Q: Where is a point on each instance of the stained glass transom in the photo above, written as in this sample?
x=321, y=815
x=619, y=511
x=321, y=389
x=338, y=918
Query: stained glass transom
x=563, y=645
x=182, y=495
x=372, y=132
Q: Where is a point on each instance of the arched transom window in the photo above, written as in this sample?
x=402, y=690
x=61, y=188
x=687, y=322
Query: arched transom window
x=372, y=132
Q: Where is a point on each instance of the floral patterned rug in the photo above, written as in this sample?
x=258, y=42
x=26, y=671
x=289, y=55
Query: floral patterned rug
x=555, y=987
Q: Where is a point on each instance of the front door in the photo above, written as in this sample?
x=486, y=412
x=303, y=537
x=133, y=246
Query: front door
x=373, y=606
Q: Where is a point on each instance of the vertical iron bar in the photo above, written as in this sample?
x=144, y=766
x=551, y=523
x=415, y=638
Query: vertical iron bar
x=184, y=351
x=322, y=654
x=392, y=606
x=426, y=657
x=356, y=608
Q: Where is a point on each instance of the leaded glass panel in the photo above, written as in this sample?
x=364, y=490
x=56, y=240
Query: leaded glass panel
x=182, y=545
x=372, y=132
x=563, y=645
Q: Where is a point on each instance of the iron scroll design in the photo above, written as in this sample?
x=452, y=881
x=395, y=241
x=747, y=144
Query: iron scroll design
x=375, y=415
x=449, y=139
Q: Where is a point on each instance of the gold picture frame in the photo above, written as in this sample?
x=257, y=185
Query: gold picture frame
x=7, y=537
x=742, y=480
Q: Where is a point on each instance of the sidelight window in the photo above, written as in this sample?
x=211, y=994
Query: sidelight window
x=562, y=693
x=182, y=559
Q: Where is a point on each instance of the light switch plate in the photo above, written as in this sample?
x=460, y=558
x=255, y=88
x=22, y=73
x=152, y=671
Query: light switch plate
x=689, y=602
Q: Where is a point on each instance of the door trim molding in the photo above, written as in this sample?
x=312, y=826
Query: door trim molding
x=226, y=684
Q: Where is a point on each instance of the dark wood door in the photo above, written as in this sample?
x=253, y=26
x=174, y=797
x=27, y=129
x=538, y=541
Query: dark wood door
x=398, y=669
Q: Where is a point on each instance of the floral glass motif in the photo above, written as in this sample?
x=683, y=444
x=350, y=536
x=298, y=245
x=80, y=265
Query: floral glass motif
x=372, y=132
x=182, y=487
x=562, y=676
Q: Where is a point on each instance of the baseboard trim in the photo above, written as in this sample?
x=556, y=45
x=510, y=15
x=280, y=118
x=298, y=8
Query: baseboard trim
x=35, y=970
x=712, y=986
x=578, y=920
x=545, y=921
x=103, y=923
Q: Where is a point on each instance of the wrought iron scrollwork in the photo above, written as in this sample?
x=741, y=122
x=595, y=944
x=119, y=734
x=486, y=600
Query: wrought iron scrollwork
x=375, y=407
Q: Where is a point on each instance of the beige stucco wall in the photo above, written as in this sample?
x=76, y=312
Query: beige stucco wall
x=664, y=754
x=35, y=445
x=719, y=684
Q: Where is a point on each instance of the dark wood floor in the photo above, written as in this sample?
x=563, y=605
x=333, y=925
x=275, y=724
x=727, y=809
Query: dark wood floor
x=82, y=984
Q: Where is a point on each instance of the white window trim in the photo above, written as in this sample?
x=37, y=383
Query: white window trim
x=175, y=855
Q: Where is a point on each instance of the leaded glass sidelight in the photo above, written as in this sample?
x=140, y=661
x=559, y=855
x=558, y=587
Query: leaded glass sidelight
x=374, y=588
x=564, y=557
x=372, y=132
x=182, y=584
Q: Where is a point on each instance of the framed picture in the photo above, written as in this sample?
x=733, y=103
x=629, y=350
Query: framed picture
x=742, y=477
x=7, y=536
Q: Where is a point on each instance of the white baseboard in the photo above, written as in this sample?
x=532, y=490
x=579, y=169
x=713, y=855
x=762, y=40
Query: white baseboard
+++
> _PROBLEM DESCRIPTION_:
Look above for the line containing "glass sidelight in". From there to the final line of the entries, repeat every line exactly.

> _RESPONSE TO THIS EXERCISE_:
Q: Where is a point on each instance of the leaded glass sidelight in the photo above, written as in this sample?
x=140, y=661
x=559, y=855
x=558, y=587
Query: leaded glass sidelight
x=374, y=588
x=564, y=557
x=372, y=132
x=182, y=584
Q: Where is a point on each instance of the framed picture in the photo above, written as in this sample?
x=733, y=103
x=629, y=350
Query: framed picture
x=742, y=477
x=7, y=536
Q: Where is a point on each instance of the white baseboard in the photo above, written as in this sample?
x=532, y=490
x=579, y=169
x=713, y=855
x=762, y=40
Query: white baseboard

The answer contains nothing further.